## start DATA FOR THE TASK

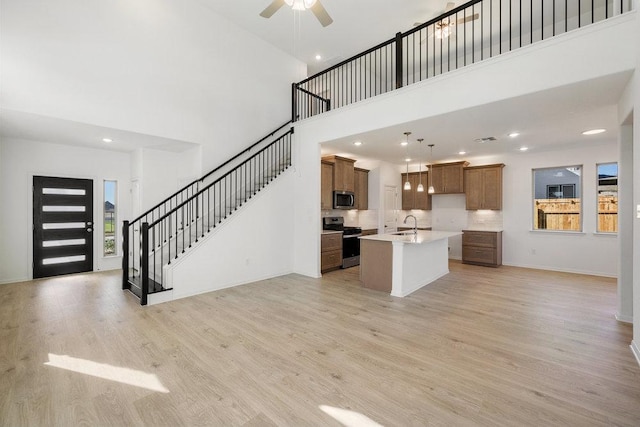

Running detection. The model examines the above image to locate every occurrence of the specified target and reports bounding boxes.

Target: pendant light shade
[403,132,411,190]
[416,138,424,193]
[427,144,436,194]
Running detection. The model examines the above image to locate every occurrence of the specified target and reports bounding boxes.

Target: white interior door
[384,185,398,233]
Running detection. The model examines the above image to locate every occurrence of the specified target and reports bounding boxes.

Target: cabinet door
[411,173,431,210]
[464,169,483,211]
[442,164,464,194]
[333,158,355,191]
[320,162,333,209]
[482,167,502,210]
[354,169,369,210]
[430,165,444,194]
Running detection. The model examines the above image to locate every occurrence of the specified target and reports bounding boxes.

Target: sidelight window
[533,165,582,231]
[103,181,118,256]
[596,163,618,233]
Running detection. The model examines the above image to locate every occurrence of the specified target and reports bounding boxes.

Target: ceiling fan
[413,2,480,42]
[260,0,333,27]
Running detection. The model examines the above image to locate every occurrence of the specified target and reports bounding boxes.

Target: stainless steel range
[322,216,362,268]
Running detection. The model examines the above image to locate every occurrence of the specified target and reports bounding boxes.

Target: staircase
[122,121,294,305]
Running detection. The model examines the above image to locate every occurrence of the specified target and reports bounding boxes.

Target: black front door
[33,176,93,279]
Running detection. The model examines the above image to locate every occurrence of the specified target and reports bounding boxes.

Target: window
[104,181,118,256]
[596,163,618,233]
[533,166,582,231]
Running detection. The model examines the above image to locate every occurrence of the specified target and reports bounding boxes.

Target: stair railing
[291,0,633,121]
[122,121,293,305]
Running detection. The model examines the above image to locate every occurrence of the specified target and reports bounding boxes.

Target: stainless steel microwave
[333,191,356,209]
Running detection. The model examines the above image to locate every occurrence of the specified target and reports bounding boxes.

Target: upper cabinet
[402,172,431,211]
[353,168,369,210]
[320,160,333,209]
[320,156,369,210]
[322,156,356,191]
[464,163,504,210]
[430,162,469,194]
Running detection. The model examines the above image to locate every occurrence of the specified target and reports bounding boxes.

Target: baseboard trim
[502,261,618,279]
[616,313,633,324]
[629,341,640,365]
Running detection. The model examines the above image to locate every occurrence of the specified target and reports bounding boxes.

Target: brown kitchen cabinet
[320,232,342,273]
[353,168,369,210]
[429,161,469,194]
[322,156,356,191]
[320,160,333,209]
[402,172,431,211]
[464,163,504,211]
[462,230,502,267]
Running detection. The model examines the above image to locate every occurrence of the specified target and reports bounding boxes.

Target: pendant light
[427,144,436,194]
[403,132,411,190]
[416,138,424,193]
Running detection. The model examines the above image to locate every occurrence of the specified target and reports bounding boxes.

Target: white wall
[0,0,306,169]
[132,147,202,211]
[168,171,294,298]
[0,139,131,283]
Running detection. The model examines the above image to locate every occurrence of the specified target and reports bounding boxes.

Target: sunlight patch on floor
[45,353,169,393]
[319,405,382,427]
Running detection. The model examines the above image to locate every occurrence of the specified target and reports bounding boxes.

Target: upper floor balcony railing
[292,0,632,121]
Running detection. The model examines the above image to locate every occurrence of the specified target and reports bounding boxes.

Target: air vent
[474,136,497,144]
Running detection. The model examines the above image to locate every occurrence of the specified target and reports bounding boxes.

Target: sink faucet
[403,215,418,234]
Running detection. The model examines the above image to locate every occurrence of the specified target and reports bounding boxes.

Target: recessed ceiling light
[582,129,607,135]
[474,136,497,144]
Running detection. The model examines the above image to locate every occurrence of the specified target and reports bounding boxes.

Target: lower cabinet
[320,233,342,273]
[462,230,502,267]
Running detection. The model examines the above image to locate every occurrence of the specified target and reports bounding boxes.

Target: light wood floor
[0,262,640,426]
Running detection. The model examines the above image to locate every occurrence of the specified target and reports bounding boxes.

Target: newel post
[396,33,403,89]
[140,222,149,305]
[122,221,131,290]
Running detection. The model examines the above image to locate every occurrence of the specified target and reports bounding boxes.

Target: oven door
[342,234,362,268]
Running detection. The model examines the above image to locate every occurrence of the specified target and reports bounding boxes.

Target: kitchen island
[360,230,462,297]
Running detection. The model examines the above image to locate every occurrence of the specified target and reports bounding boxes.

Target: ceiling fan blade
[311,0,333,27]
[260,0,284,18]
[456,13,480,25]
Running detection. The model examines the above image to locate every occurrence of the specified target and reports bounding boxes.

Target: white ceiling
[200,0,629,167]
[200,0,456,75]
[322,73,630,167]
[0,0,629,164]
[0,109,196,152]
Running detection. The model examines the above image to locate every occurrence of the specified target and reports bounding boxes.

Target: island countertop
[360,230,462,245]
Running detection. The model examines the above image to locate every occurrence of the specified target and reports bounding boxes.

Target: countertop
[360,230,462,245]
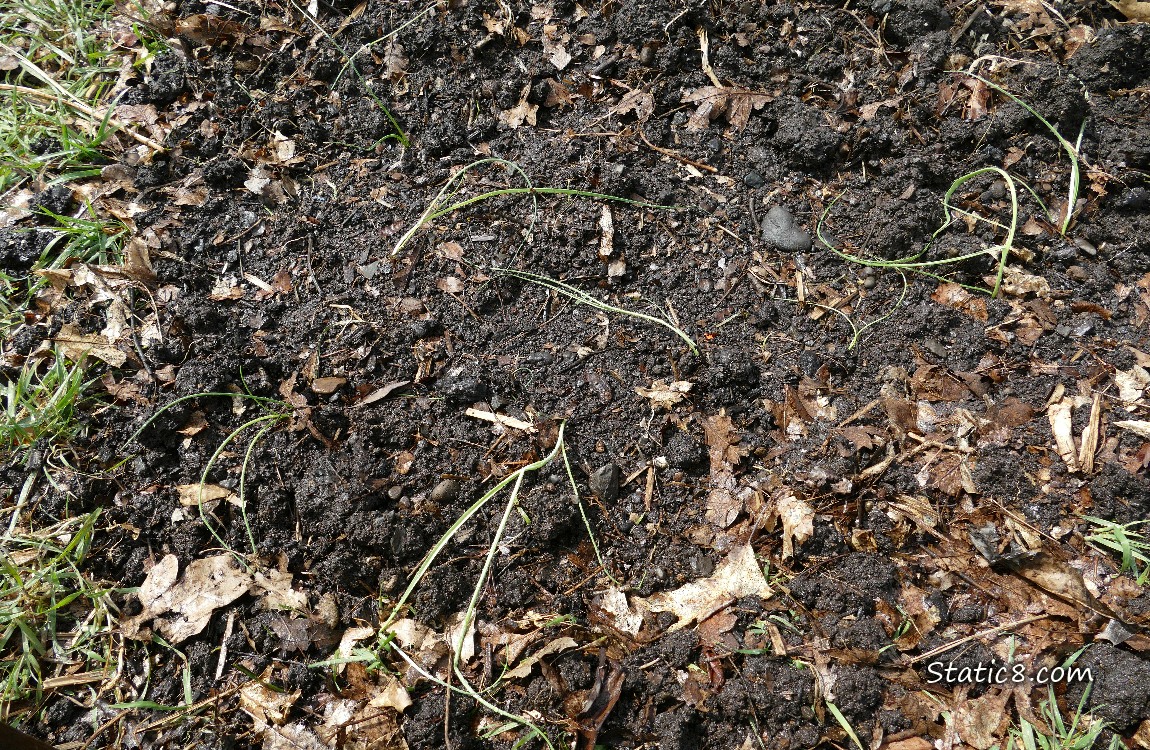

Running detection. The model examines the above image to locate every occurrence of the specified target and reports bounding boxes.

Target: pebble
[588,464,623,502]
[431,480,459,503]
[762,206,811,253]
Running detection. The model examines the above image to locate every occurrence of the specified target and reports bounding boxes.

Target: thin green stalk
[815,167,1018,297]
[491,266,699,354]
[961,70,1087,237]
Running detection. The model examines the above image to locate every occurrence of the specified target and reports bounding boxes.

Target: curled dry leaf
[54,323,128,367]
[775,491,814,558]
[611,89,654,123]
[176,483,239,507]
[499,84,539,130]
[636,544,772,632]
[635,380,693,410]
[124,554,252,644]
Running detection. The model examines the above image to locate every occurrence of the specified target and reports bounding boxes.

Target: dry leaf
[955,689,1013,750]
[53,323,128,367]
[703,411,743,529]
[635,381,693,411]
[638,544,772,633]
[1114,420,1150,441]
[435,276,463,294]
[499,84,539,130]
[312,377,347,396]
[776,491,814,559]
[176,484,239,507]
[1047,397,1079,472]
[683,86,772,131]
[611,89,654,122]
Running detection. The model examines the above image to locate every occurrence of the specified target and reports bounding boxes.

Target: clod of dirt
[1066,643,1150,732]
[665,433,706,469]
[762,206,811,253]
[437,375,490,404]
[431,480,459,503]
[588,464,622,500]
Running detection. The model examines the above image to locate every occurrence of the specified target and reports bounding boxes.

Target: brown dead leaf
[683,86,773,132]
[611,89,654,123]
[312,377,347,396]
[1047,397,1079,472]
[635,544,772,633]
[702,411,743,529]
[775,490,814,559]
[1110,0,1150,23]
[176,484,239,507]
[124,554,252,644]
[53,323,128,367]
[499,84,539,130]
[955,688,1013,750]
[635,380,693,411]
[383,39,407,83]
[435,276,463,294]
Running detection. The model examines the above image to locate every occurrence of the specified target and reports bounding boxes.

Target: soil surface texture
[0,0,1150,750]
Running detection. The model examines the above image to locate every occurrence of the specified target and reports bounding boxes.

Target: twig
[907,614,1050,664]
[638,128,719,174]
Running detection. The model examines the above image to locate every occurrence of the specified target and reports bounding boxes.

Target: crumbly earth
[0,0,1150,749]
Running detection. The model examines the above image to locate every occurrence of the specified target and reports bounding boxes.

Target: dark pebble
[588,464,622,502]
[431,480,459,503]
[762,206,811,253]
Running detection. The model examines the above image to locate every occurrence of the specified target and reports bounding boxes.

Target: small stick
[907,614,1050,664]
[638,128,719,175]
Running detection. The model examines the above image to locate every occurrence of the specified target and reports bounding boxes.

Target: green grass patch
[0,511,120,703]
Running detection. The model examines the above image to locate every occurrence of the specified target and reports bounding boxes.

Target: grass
[1081,515,1150,586]
[391,158,699,354]
[0,512,118,704]
[1005,686,1126,750]
[0,0,164,192]
[313,422,614,750]
[815,72,1086,299]
[127,386,296,571]
[0,354,91,451]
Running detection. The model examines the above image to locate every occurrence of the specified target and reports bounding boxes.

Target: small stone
[431,480,459,503]
[665,433,705,469]
[588,464,622,502]
[762,206,811,253]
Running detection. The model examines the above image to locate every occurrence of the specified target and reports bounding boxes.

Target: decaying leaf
[683,86,772,131]
[775,491,814,559]
[611,89,654,123]
[176,483,239,507]
[635,381,693,410]
[1048,398,1079,472]
[239,667,300,732]
[1114,420,1150,441]
[1110,0,1150,23]
[499,84,539,130]
[124,554,252,644]
[703,412,743,529]
[54,323,128,367]
[637,544,772,632]
[955,688,1012,750]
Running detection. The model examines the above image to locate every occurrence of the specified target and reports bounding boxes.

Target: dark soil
[0,0,1150,749]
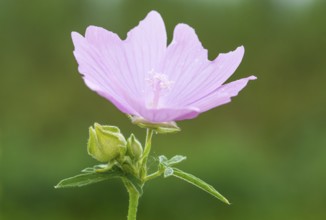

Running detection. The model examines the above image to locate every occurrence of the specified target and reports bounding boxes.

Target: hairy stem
[141,128,154,180]
[124,181,139,220]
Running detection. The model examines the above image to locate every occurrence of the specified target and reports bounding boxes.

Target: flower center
[146,69,174,108]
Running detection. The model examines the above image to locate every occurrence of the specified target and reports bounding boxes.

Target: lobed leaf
[172,168,230,205]
[54,168,123,189]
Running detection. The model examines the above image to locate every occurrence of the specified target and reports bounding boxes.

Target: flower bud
[127,134,143,160]
[87,123,127,162]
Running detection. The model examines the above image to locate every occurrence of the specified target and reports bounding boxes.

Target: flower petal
[159,24,209,106]
[190,76,256,112]
[71,32,136,114]
[124,11,167,97]
[179,46,244,105]
[140,107,200,123]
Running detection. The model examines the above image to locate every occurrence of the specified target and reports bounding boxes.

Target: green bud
[127,134,143,160]
[128,115,181,134]
[87,123,127,162]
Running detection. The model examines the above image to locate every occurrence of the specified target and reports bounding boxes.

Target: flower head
[72,11,256,123]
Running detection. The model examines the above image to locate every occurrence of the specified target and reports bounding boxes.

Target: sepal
[128,115,181,134]
[87,123,127,162]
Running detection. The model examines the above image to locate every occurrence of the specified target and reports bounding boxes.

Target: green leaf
[125,173,144,195]
[172,168,230,205]
[54,168,123,189]
[164,167,174,178]
[166,155,187,166]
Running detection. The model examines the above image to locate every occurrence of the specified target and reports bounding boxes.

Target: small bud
[128,115,181,134]
[127,134,143,160]
[87,123,127,162]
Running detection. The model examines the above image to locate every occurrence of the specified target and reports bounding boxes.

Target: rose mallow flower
[72,11,256,123]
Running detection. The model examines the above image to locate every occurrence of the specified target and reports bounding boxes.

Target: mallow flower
[72,11,256,123]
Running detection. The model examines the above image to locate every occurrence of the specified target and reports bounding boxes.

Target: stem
[124,180,139,220]
[145,170,163,182]
[141,128,154,180]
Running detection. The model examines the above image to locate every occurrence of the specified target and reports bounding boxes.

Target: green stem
[141,128,154,180]
[124,181,139,220]
[145,170,164,182]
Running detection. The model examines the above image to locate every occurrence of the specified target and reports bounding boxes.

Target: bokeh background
[0,0,326,220]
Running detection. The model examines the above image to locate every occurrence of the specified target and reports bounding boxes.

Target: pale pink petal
[124,11,167,98]
[178,46,244,105]
[190,76,256,112]
[140,107,200,122]
[72,32,136,114]
[158,24,209,106]
[72,11,255,122]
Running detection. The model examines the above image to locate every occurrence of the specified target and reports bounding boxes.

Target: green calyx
[87,123,127,162]
[127,115,181,134]
[126,134,143,161]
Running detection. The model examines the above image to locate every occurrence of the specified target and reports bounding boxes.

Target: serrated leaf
[158,155,168,163]
[125,173,143,195]
[81,167,95,173]
[164,167,173,178]
[173,168,230,205]
[54,170,123,189]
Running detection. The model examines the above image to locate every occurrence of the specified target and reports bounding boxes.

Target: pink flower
[72,11,256,122]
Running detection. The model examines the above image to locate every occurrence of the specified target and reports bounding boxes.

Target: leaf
[173,168,230,205]
[54,168,123,189]
[125,173,143,195]
[158,155,168,163]
[166,155,187,166]
[164,167,174,178]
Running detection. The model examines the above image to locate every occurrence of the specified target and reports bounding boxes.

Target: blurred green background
[0,0,326,220]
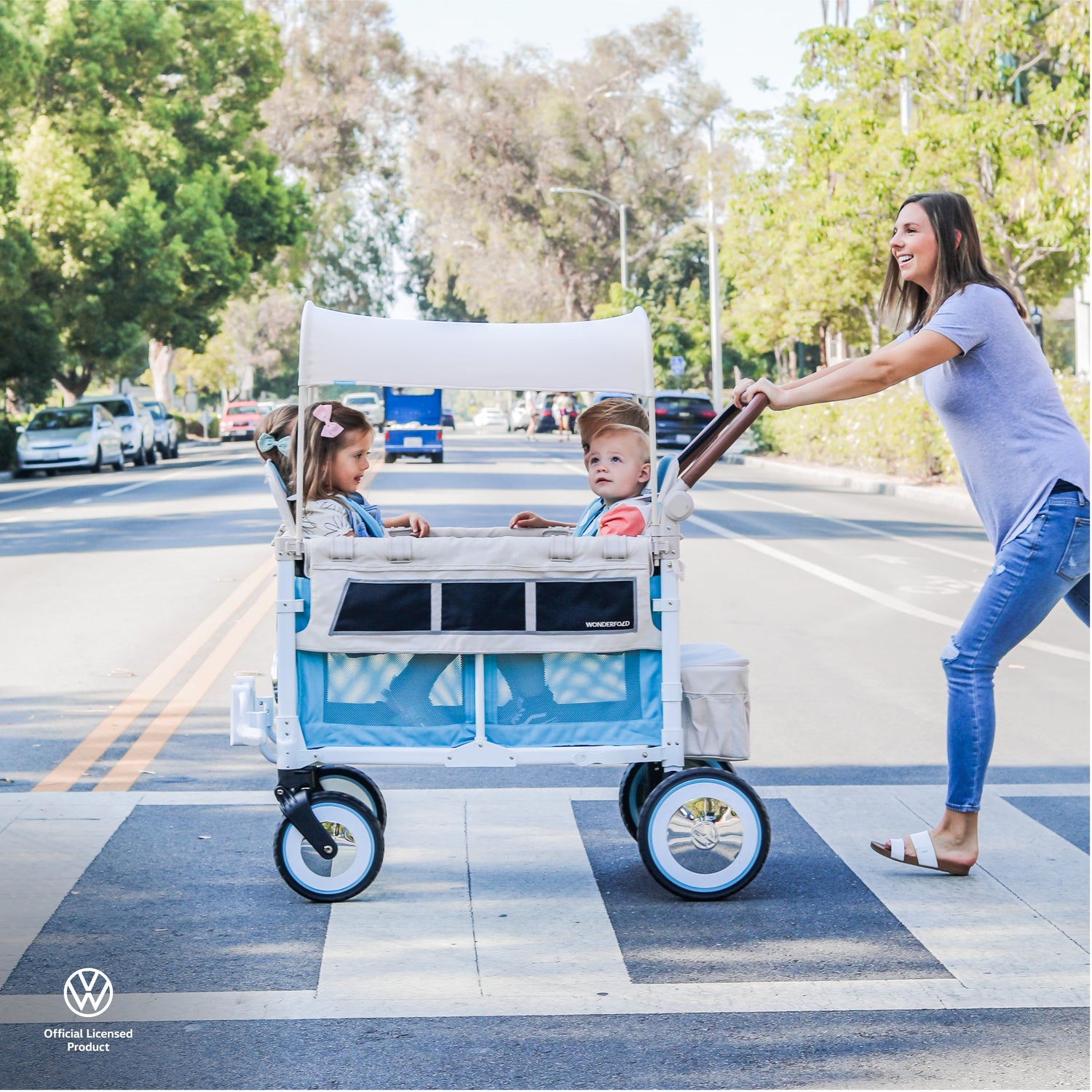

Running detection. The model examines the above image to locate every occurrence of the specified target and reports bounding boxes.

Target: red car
[220,402,264,443]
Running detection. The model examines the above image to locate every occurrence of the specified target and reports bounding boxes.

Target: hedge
[753,373,1089,483]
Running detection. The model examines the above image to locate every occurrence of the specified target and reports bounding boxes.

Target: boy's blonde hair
[587,424,652,463]
[292,402,373,508]
[255,405,299,483]
[577,399,649,454]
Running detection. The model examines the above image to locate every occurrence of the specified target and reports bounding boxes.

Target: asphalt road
[0,428,1089,1088]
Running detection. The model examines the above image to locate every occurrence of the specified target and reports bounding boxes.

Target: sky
[389,0,821,111]
[389,0,826,319]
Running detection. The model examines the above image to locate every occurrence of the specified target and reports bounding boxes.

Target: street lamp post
[705,114,724,413]
[550,186,629,288]
[604,91,724,413]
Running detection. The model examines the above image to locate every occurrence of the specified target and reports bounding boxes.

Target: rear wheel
[618,758,732,839]
[273,793,384,902]
[318,766,387,830]
[637,769,770,901]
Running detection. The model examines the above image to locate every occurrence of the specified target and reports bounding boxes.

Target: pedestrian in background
[733,192,1089,876]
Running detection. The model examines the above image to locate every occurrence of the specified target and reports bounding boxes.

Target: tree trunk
[54,364,92,406]
[148,339,175,410]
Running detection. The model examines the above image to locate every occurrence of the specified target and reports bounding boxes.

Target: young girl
[292,402,428,539]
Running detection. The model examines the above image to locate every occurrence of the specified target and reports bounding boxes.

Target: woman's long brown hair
[292,402,371,509]
[880,190,1028,330]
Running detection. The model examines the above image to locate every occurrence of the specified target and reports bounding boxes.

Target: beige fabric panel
[296,535,662,654]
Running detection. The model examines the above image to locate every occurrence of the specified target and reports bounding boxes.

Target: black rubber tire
[637,769,771,902]
[618,758,733,842]
[317,766,387,830]
[273,793,384,902]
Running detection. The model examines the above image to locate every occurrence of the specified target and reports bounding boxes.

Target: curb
[724,454,978,517]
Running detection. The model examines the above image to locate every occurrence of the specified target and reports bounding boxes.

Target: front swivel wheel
[273,793,384,902]
[637,769,770,900]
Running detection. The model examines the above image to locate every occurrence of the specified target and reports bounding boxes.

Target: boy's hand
[508,513,554,528]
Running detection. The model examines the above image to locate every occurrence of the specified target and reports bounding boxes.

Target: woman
[733,192,1089,876]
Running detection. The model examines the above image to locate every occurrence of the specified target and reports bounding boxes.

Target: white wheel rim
[281,801,376,895]
[649,778,762,891]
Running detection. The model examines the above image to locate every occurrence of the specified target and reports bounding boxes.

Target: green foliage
[753,373,1089,483]
[408,9,720,323]
[722,0,1089,352]
[0,0,303,397]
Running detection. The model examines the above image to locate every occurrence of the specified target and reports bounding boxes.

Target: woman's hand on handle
[732,379,796,410]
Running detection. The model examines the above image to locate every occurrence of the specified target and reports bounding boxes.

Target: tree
[6,0,303,399]
[723,0,1088,367]
[408,10,719,321]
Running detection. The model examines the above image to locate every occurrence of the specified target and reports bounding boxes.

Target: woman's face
[891,202,939,292]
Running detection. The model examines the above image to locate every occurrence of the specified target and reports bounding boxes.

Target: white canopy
[299,301,655,397]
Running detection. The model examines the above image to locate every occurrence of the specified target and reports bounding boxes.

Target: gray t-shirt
[899,284,1089,550]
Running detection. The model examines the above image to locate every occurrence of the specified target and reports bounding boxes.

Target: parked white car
[15,404,126,478]
[474,406,506,428]
[144,402,178,459]
[76,395,157,467]
[342,391,384,428]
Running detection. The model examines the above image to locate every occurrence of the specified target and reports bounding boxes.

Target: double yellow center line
[31,557,275,793]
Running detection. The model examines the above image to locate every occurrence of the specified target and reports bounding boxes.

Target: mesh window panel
[323,652,474,727]
[486,652,644,724]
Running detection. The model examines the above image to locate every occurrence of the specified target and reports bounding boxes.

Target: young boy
[590,425,652,535]
[509,399,649,534]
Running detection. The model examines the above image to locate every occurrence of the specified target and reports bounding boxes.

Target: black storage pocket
[330,580,432,633]
[535,580,637,633]
[440,580,528,633]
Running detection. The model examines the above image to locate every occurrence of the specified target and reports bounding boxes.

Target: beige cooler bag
[683,644,751,759]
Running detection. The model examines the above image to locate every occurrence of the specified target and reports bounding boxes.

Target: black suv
[655,391,716,448]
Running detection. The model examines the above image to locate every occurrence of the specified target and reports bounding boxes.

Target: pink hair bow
[314,405,345,440]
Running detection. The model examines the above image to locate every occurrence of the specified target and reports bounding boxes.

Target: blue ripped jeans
[941,493,1089,812]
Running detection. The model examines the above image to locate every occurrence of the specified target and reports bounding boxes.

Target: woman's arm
[733,330,961,410]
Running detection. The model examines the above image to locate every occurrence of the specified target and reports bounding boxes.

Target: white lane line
[690,515,1089,663]
[711,483,994,568]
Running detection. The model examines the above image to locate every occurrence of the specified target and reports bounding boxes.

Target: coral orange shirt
[596,502,649,535]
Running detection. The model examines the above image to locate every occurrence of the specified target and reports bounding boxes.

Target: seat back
[266,461,296,528]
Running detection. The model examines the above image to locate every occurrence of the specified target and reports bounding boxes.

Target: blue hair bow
[258,432,292,459]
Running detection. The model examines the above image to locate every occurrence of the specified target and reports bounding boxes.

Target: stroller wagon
[231,303,770,902]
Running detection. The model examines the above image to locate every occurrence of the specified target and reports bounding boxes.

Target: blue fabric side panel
[296,651,474,747]
[485,650,664,747]
[296,577,312,633]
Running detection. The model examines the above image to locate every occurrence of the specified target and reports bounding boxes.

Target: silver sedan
[15,405,126,478]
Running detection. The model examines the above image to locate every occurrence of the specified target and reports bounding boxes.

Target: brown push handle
[679,395,770,489]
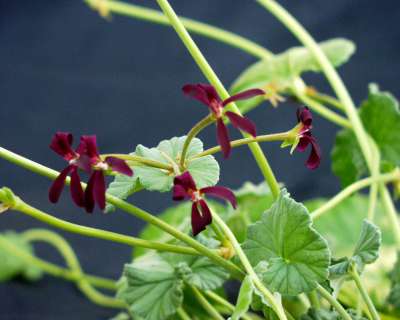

## end DATA FOR THE TASK

THE REQUEST >> Which lines of the records contain the string "ceiling"? Filter them out and copy each one in full.

EXERCISE ANSWER >>
Target: ceiling fan
Target: recessed ceiling light
Target: ceiling fan blade
Target: white ceiling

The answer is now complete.